_Reading text_.

Begin

She still filled in from time to time at the women’s shelter in Conway, and she also worked at a Lonoke County women’s shelter on the weekends.

Zamora and her husband had started the process to become foster parents, but they hadn’t finished it. And one more job came calling.

Carrie Curtis, who was director of Women and Children’s Services at the Women’s Shelter of Central Arkansas, became the executive director.

Zamora took Curtis’ former job.

“Even though I’d had two or three years of advocacy, I’d never had managerial experience,” Zamora said.

She oversees the daily operations of the shelter, does case management and coordinates with staff and the executive director for community-awareness events and projects, especially in October, which is National Domestic Violence Awareness Month.

“I still take crisis-hotline calls; we’re just a big team,” she said. “It is sometimes tough. When the women are in a safe place, you kind of know what to say and how to discuss a safe plan.

“If I ever get a call and it’s someone whispering because she’s needing to get out, or it’s one of those dire moments they don’t know what to do — he’s at work, but he’ll be back in 20 minutes — in your gut, you’re like, ‘Did I do the right thing? Did I say the right thing?’

“Some of these women have never been on their own because of the control that’s in the home. But I always tell the girls here, especially when I used to teach life skills, we are so fortunate to be in a country and a state that funds these programs — people to give their time and money for us to have a shelter for you to be safe, … for you and your children.”

As of last week, there were seven women and eight children in the shelter — and one of the women was pregnant, Zamora said.

Zamora said her job is fulfilling because she thinks she’s having an impact.

“If it makes a difference for just one individual, then we were part of all the good things that are to come, because at the end of the day, this is generational,” she said.

She said her hope is that the children of abuse victims will remember something positive they were taught at the shelter.

“Just like me as a teenager, I could have continued the same choice of not doing right, but I chose to remember some of the good stuff that my dad, or my mom or my mentor told me.”

Although Zamora said Women’s Shelter of Central Arkansas staff members don’t always see the fruit of their work, she is optimistic.

End

_Provided data_.

Begin

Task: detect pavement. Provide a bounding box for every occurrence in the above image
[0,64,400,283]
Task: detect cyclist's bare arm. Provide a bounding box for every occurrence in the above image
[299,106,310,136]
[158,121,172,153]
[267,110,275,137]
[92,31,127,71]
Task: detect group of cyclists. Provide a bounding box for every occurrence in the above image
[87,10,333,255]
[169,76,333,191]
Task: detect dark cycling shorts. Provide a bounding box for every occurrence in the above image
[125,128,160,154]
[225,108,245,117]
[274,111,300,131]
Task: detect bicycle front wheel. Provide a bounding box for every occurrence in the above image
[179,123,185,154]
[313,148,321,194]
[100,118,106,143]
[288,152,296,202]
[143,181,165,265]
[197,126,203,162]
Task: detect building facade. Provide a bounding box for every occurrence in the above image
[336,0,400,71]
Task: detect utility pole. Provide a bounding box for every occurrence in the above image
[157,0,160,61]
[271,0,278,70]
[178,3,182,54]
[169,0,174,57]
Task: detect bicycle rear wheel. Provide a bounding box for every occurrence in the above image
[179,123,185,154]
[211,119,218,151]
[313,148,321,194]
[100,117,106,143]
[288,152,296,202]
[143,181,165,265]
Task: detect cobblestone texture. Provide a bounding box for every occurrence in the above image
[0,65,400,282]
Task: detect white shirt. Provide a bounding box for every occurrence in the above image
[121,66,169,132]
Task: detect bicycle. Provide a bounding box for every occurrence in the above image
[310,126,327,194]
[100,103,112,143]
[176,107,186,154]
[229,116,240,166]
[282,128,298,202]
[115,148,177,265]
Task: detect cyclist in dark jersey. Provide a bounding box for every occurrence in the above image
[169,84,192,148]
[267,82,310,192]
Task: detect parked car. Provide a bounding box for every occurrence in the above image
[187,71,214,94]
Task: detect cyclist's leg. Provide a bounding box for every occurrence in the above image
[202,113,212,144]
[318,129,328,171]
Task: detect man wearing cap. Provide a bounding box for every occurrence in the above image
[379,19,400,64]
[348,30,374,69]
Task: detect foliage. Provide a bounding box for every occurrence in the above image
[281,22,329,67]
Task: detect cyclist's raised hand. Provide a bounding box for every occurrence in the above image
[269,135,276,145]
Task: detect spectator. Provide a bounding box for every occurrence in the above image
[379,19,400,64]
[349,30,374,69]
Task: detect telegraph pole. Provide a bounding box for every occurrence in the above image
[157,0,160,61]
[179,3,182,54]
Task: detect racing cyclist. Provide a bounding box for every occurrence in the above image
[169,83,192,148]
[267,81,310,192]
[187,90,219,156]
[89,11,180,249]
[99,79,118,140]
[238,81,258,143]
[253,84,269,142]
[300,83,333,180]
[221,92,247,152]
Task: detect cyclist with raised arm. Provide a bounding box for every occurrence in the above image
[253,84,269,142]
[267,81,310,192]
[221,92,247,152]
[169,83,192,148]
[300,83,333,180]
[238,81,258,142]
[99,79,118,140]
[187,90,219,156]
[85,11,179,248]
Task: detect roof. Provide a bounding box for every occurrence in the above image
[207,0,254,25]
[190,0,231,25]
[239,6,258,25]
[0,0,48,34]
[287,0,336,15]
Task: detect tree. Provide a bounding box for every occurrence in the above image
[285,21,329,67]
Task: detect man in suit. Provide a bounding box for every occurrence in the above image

End

_Things to do_.
**1)** Can you sum up the article about Zamora's shelter work in two sentences?
**2)** Would you write out the part of the article about Zamora's shelter work starting at "She still filled" and ending at "Violence Awareness Month."?

_Outputs by task_.
**1)** When Carrie Curtis became executive director of the Women's Shelter of Central Arkansas, Zamora took Curtis' former job, and she now oversees the shelter's daily operations, does case management, helps coordinate community-awareness events, and still takes crisis-hotline calls. She finds the job fulfilling because she thinks she is having an impact, and she hopes the children of abuse victims will remember something positive they were taught at the shelter.

**2)**
She still filled in from time to time at the women’s shelter in Conway, and she also worked at a Lonoke County women’s shelter on the weekends.

Zamora and her husband had started the process to become foster parents, but they hadn’t finished it. And one more job came calling.

Carrie Curtis, who was director of Women and Children’s Services at the Women’s Shelter of Central Arkansas, became the executive director.

Zamora took Curtis’ former job.

“Even though I’d had two or three years of advocacy, I’d never had managerial experience,” Zamora said.

She oversees the daily operations of the shelter, does case management and coordinates with staff and the executive director for community-awareness events and projects, especially in October, which is National Domestic Violence Awareness Month.